> [Coordinate labeling data]
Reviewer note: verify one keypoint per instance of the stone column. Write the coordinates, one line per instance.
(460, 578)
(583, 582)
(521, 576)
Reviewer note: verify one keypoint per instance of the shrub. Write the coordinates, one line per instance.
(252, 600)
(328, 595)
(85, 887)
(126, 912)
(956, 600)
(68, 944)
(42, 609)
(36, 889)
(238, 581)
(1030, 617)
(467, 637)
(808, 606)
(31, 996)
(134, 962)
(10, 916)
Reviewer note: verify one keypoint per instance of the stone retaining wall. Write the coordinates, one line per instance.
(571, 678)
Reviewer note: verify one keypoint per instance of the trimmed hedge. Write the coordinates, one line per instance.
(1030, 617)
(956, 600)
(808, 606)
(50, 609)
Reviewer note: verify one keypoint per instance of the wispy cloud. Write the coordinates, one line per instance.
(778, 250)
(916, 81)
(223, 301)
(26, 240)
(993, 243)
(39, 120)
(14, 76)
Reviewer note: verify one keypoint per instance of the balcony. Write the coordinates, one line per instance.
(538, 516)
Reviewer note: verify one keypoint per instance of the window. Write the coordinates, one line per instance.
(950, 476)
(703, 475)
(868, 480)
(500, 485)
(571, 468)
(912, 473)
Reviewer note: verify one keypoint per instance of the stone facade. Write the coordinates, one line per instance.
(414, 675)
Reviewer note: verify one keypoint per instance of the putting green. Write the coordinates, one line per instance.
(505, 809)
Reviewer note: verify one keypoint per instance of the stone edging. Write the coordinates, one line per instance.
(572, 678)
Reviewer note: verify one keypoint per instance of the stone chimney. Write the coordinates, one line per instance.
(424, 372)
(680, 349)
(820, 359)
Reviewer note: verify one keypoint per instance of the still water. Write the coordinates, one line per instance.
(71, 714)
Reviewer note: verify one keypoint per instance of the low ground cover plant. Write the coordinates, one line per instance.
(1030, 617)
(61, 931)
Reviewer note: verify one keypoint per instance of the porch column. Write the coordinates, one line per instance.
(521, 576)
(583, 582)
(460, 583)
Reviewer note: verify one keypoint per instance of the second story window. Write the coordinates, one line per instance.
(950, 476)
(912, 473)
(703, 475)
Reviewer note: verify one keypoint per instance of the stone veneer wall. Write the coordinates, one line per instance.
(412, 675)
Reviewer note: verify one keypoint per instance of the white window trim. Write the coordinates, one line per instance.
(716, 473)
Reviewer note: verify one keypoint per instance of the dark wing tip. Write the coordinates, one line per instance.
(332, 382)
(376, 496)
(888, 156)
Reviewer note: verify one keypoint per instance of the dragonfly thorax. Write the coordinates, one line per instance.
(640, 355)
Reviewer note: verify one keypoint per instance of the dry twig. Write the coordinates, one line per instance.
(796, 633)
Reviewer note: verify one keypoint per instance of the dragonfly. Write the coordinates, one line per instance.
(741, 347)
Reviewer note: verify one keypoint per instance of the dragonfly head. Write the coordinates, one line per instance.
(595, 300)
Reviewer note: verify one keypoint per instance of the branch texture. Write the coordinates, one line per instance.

> [Written instruction] Give exactly the lines from the one with "thorax. Write the coordinates, one line per instance." to the end of the entries, nothing before them.

> [Solution to this task]
Reviewer note: verify one keypoint per instance of the dragonfly thorax. Write the coordinates, one line per instance.
(640, 355)
Reviewer note: verify one keypoint per instance of the dry twig. Write the coordinates, one line per instance.
(796, 633)
Reviewer note: verify one keypoint per instance of the dragonfly. Write the coordinates, one line per instance.
(741, 347)
Reviewer note: verify one keypoint per instance of the dragonfly head. Write the coordinates, one line per instance.
(595, 300)
Reviewer note: verify one keypoint per instance of the branch texture. Write the coordinates, one line per instance.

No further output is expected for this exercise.